**WORK TASK**
Copy exactly the lines of the data below, beginning with the line with "Return one point per instance of the dirt" and ending with the line with "# indicate every instance of the eyeglass". Pictures are to be omitted.

Image-grounded pointing data

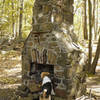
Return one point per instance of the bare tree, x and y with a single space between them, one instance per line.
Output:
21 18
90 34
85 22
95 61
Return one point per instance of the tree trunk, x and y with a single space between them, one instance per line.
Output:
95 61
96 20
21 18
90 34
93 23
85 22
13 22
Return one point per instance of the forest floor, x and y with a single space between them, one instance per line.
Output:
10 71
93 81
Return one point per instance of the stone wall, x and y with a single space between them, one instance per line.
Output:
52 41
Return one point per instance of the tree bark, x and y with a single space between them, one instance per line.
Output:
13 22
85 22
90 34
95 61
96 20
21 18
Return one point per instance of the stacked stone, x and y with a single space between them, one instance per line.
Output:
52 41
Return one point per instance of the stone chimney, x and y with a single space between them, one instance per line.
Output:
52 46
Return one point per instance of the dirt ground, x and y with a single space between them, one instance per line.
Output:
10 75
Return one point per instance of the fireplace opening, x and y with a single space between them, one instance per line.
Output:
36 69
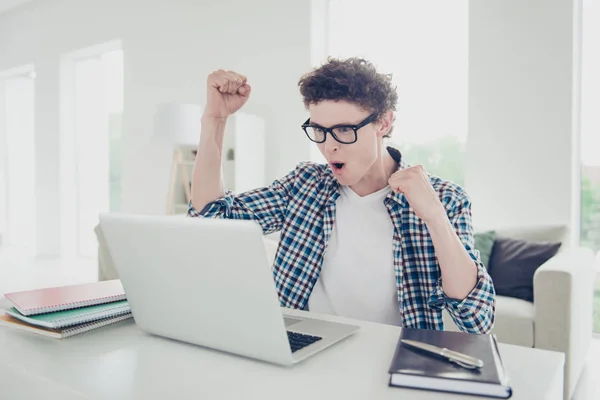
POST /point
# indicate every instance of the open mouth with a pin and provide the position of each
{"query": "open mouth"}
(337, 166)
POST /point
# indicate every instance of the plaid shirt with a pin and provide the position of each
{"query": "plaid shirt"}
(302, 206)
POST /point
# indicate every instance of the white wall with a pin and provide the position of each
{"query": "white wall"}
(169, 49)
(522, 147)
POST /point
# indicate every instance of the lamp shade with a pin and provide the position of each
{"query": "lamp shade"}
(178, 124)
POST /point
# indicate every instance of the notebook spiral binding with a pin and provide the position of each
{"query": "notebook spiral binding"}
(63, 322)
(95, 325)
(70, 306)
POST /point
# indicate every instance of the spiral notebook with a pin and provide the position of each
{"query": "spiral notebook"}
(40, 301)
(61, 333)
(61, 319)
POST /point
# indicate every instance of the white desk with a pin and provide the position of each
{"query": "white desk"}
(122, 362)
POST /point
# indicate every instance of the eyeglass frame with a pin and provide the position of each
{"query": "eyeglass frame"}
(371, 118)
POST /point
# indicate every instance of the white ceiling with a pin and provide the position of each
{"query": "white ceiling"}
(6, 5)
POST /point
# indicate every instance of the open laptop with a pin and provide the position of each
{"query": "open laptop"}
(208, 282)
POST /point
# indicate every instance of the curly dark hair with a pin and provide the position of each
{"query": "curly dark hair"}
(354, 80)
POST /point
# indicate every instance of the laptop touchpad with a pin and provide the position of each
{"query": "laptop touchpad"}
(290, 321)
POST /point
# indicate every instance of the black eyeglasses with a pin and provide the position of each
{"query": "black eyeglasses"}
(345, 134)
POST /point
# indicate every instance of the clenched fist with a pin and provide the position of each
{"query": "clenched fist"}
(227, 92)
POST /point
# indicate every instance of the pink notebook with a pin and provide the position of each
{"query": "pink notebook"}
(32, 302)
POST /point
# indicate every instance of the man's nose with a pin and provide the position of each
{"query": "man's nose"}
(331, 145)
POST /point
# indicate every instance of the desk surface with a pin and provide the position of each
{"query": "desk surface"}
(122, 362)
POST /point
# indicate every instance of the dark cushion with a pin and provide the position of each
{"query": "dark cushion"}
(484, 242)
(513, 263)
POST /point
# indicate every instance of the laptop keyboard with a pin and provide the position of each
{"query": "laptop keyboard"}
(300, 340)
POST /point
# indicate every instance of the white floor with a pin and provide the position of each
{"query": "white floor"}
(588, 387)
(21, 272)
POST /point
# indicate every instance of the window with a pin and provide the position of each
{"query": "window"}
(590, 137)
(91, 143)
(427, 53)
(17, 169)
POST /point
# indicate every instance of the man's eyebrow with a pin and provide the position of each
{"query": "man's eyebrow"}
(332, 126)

==

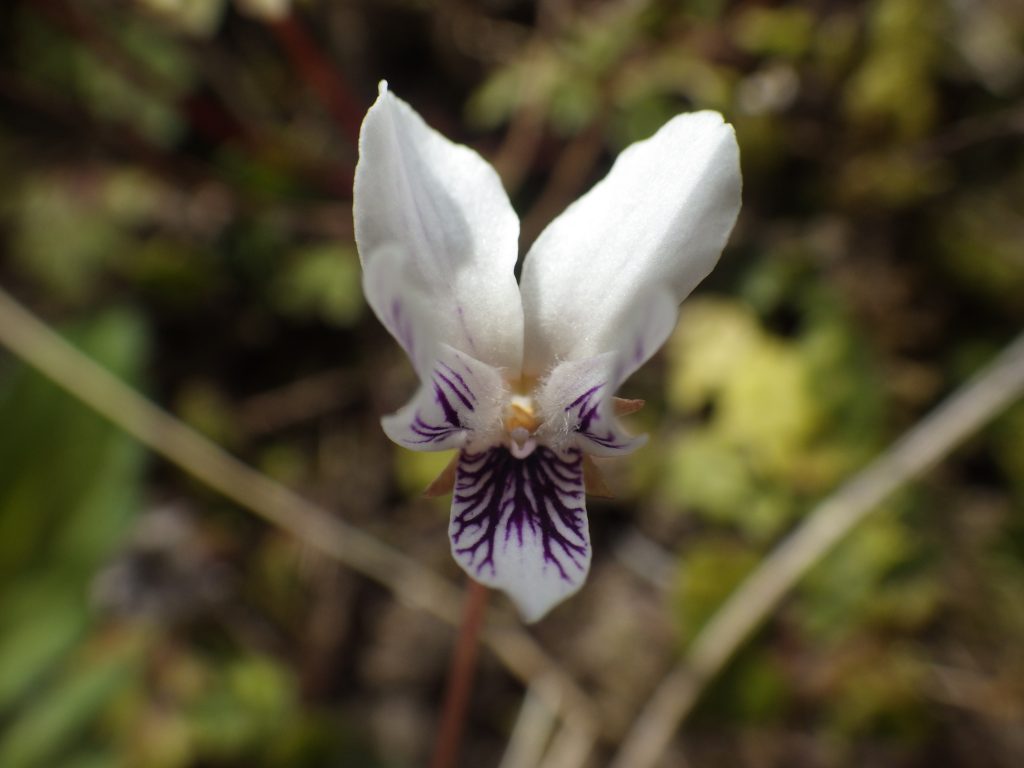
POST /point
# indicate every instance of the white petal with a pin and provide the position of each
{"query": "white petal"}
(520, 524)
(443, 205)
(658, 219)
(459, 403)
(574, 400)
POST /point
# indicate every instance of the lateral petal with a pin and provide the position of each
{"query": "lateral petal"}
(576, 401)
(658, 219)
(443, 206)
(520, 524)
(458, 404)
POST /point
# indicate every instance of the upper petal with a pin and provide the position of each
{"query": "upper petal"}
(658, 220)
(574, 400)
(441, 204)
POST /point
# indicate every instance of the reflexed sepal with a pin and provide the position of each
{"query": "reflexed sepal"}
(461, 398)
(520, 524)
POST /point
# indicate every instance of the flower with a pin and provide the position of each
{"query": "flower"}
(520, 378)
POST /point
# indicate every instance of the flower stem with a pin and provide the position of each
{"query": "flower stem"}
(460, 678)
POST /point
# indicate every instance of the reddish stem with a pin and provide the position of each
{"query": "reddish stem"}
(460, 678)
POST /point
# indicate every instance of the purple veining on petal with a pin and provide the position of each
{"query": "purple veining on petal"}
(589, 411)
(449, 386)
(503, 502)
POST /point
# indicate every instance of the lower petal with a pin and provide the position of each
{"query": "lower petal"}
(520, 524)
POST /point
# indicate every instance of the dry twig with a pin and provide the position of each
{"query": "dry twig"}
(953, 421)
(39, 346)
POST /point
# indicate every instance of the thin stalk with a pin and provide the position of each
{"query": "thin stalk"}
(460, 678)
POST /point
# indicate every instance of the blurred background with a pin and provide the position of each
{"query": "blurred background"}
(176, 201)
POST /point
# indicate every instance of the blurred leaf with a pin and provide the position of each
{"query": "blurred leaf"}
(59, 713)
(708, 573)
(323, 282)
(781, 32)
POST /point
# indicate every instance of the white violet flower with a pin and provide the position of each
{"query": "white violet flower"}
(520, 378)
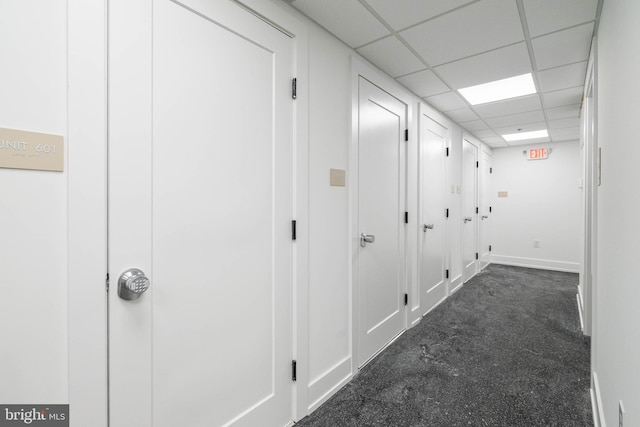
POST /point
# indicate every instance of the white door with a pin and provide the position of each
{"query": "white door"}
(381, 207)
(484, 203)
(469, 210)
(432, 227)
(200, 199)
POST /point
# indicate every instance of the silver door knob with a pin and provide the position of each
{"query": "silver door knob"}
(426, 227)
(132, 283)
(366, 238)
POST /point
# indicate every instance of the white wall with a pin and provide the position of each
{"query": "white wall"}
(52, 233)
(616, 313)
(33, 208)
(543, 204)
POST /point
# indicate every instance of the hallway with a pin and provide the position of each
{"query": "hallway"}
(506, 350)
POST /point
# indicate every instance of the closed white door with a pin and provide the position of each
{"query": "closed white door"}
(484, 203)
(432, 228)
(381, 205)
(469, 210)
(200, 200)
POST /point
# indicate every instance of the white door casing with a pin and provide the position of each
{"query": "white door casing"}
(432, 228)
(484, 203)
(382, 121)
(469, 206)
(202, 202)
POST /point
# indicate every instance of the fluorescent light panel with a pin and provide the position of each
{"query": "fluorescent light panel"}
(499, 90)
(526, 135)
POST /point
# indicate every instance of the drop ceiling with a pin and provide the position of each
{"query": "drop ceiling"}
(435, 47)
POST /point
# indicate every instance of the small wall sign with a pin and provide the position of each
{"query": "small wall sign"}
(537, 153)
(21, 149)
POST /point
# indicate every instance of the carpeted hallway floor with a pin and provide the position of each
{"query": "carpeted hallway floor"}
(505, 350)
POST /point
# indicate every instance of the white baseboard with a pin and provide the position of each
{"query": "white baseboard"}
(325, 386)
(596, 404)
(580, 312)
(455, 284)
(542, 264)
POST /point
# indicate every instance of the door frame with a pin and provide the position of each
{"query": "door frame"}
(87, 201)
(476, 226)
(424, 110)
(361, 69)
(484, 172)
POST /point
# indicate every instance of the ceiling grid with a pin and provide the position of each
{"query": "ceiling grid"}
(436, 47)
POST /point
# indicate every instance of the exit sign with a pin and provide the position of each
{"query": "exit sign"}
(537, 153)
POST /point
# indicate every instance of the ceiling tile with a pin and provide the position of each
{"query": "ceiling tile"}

**ANSWER TO THE PROBLEM**
Return one point per instance of the dirt ground, x and y with a single space between them, one instance per line.
Output:
10 75
Return one point per instance of the fireplace opening, x and y with a single space between them, one instance per line.
Output:
36 69
POST /point
# indicate every instance of the open mouth with a pin and provide the position of each
{"query": "open mouth"}
(337, 166)
POST /point
# indicate every instance of the plaid shirt with a pin and provide the position of each
{"query": "plaid shirt"}
(302, 206)
POST /point
# indicate every instance of the white wall with a pin and provide the position of each
{"query": "white wall"}
(169, 49)
(522, 147)
POST /point
# indicate every instance of the lamp shade with a pin and provide the position of each
{"query": "lamp shade"}
(178, 124)
POST /point
# indicate every instance of the notebook spiral binding with a pin and provide the position of each
{"query": "notebook spiral binding"}
(63, 322)
(95, 325)
(70, 306)
POST /point
# indicate every instance of the spiral notebook with a pin and provide the position of each
{"query": "spiral notebook"}
(40, 301)
(61, 333)
(61, 319)
POST /point
# indicate every instance of the white desk with a pin and provide the position of each
{"query": "white desk"}
(122, 362)
POST /point
# indicate every instance of the eyeglass frame with a pin and provide the position of each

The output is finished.